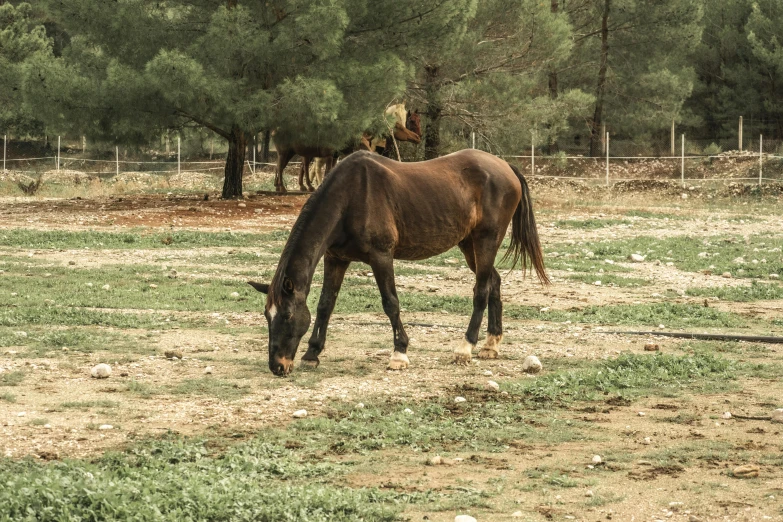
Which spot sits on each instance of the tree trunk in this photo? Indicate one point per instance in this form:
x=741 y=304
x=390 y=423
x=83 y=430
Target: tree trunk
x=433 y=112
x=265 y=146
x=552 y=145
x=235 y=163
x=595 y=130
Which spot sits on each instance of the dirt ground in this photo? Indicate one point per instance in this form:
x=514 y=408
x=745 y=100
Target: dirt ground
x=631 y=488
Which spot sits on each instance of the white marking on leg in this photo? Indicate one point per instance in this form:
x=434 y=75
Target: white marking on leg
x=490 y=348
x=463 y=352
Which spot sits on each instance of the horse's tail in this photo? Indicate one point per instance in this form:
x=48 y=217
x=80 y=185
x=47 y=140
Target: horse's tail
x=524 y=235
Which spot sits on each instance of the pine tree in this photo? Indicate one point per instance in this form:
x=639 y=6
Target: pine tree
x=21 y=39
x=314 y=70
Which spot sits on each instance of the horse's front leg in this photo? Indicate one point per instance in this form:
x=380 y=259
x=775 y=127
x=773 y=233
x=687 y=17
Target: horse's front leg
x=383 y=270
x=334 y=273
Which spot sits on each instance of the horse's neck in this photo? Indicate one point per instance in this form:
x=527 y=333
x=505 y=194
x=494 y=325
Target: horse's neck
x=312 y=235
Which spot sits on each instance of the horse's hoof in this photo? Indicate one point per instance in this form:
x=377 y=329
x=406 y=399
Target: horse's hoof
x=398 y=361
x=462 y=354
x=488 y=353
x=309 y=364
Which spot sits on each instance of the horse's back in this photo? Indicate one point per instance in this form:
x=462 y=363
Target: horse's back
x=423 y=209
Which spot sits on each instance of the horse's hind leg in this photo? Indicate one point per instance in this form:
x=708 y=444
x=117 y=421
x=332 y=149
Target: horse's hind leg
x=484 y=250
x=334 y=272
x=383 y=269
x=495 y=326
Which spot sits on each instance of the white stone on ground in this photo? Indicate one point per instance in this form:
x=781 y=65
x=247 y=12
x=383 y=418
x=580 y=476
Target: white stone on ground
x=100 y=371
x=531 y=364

EXERCISE INSTRUCTIONS: Rewrite all of the data above as a numbered list with one line per item, skipping any blank lines and leaving out any pictures.

FULL SOLUTION:
1. Which spot sits on each instance of the tree trunk in this photo? Indicate one point per instance in this form:
2. x=741 y=304
3. x=390 y=423
4. x=83 y=430
5. Target: tree trunk
6. x=433 y=112
7. x=265 y=146
8. x=552 y=145
9. x=235 y=163
10. x=595 y=130
11. Which spot sits on each instance of the dirt ground in this photo? Indicate one point per instance in this form:
12. x=514 y=408
13. x=745 y=100
14. Target: dirt ground
15. x=631 y=488
16. Which spot sits on each instance of the white marking on leg in this photo? Indicate one point per instance in this form:
17. x=434 y=75
18. Target: white marking on leg
19. x=490 y=348
20. x=463 y=352
21. Which spot sits on each instance of the horse's tail in this photo? Indicate one point per instance in this form:
22. x=48 y=217
23. x=80 y=185
24. x=47 y=140
25. Target: horse's tail
26. x=524 y=235
27. Which spot sits on each instance of the pine tree in this photo? Indicate one point per instance in this form:
28. x=639 y=6
29. Target: pine tree
30. x=21 y=39
31. x=314 y=70
32. Which spot sits on each instance of the horse's front leg in this photo? Indicate one point per instance in this form:
33. x=380 y=259
34. x=775 y=127
35. x=773 y=233
36. x=687 y=17
37. Target: horse's front leg
38. x=383 y=270
39. x=334 y=273
40. Which spot sits on each instance of the horse's neck in this photo? Indicate one point per instance in this form:
41. x=527 y=333
42. x=505 y=194
43. x=494 y=325
44. Target: horse's neck
45. x=312 y=235
46. Which spot sits on each instance of the horse's hoof in this photo? Indicate one point per instance in this form:
47. x=377 y=329
48. x=406 y=399
49. Target: horse's hoof
50. x=398 y=361
51. x=462 y=354
52. x=488 y=353
53. x=309 y=364
54. Which spot sits on each instance of the horse's back in this photo? Indicate one point per instance in this form:
55. x=462 y=363
56. Target: horse's back
57. x=423 y=209
58. Which spot sits on each instance of the horse's hind leg in this photo? Indicate one point per instance in this form:
59. x=708 y=444
60. x=117 y=421
61. x=332 y=149
62. Target: horse's hind leg
63. x=484 y=250
64. x=334 y=272
65. x=383 y=269
66. x=495 y=326
67. Which spot sits on each instance of the white stone on ground in this photo? Indicate one point per instance in this form:
68. x=781 y=65
69. x=247 y=12
70. x=383 y=418
71. x=580 y=476
72. Target: white stone on ground
73. x=100 y=371
74. x=531 y=364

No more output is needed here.